* [Exercise prompt]:
Render every entry exactly as it appears.

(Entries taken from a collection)
■ ■ ■ ■

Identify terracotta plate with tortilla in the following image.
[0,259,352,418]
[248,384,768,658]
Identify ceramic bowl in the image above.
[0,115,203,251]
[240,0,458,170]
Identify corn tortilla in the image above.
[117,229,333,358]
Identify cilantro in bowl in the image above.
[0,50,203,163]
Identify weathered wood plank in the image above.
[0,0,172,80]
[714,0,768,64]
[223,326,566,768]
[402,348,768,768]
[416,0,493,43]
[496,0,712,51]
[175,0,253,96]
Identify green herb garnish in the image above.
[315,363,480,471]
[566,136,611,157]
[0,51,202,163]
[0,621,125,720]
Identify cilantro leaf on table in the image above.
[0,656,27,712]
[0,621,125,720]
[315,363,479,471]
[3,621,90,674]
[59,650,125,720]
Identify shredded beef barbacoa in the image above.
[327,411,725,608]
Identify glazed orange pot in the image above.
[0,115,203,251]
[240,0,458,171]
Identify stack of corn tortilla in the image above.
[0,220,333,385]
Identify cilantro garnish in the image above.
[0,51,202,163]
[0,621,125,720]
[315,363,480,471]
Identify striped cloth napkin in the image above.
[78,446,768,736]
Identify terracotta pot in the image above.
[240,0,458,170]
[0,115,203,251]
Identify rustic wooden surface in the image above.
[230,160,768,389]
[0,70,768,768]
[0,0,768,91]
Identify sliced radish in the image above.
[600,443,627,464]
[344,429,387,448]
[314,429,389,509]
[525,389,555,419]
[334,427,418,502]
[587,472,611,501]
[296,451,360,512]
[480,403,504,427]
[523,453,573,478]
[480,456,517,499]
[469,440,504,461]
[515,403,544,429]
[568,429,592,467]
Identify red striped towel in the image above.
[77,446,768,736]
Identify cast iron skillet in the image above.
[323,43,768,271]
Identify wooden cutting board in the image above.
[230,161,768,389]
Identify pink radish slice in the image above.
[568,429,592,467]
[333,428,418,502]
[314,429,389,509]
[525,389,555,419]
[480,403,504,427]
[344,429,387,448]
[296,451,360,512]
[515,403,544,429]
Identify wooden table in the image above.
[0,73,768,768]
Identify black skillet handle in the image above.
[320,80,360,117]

■ ■ ■ ■

* [Answer to the problem]:
Identify terracotta plate with tortilla in the following image.
[0,259,352,418]
[248,384,768,658]
Identify ceramic bowl in the image above.
[0,115,203,251]
[240,0,458,170]
Identify corn tortilla in the image above.
[117,229,333,358]
Identify cilantro in bowl in the image above.
[0,50,203,163]
Identify weathered wood plank in the image above.
[0,0,172,80]
[714,0,768,64]
[223,326,566,768]
[402,348,768,768]
[416,0,493,43]
[496,0,712,51]
[175,0,253,96]
Identify green herb garnish in the image above.
[315,363,480,471]
[566,136,611,157]
[0,51,202,163]
[0,621,125,720]
Identify cilantro leaf on table in the image above.
[0,656,27,712]
[0,621,125,720]
[315,363,479,471]
[3,621,90,674]
[59,650,125,720]
Identify shredded beef barbacoa in the image above.
[327,411,725,608]
Identify glazed orange pot in the image above.
[0,115,203,251]
[240,0,458,171]
Identify stack of corn tortilla in the image above.
[0,220,333,385]
Identify cilantro garnish in the image above.
[0,51,202,163]
[0,621,125,720]
[315,363,480,471]
Identify striped cloth napkin in the image above.
[78,446,768,736]
Identify terracotta pot in the image above.
[240,0,458,170]
[0,115,203,251]
Identify rustic wooden surface in the image above.
[230,160,768,389]
[0,70,768,768]
[0,0,768,91]
Identify sliced radish in the image above.
[600,443,627,464]
[344,429,387,448]
[314,429,389,509]
[525,389,555,419]
[334,427,418,502]
[587,472,611,501]
[296,451,360,512]
[480,403,504,427]
[523,453,573,478]
[480,456,517,499]
[469,440,504,461]
[515,403,544,429]
[568,429,592,467]
Identify red striped towel in the image above.
[77,446,768,736]
Identify cast iron skillet in the image above.
[323,43,768,271]
Identify wooden cutting board in the image above.
[230,161,768,389]
Identify pink radish slice in the image above.
[568,429,592,467]
[333,428,418,502]
[314,429,389,509]
[525,389,555,419]
[480,403,504,427]
[344,429,387,448]
[296,451,360,512]
[515,403,544,429]
Identify wooden table in the image above.
[0,73,768,768]
Identify black skillet handle in the image above.
[320,80,360,117]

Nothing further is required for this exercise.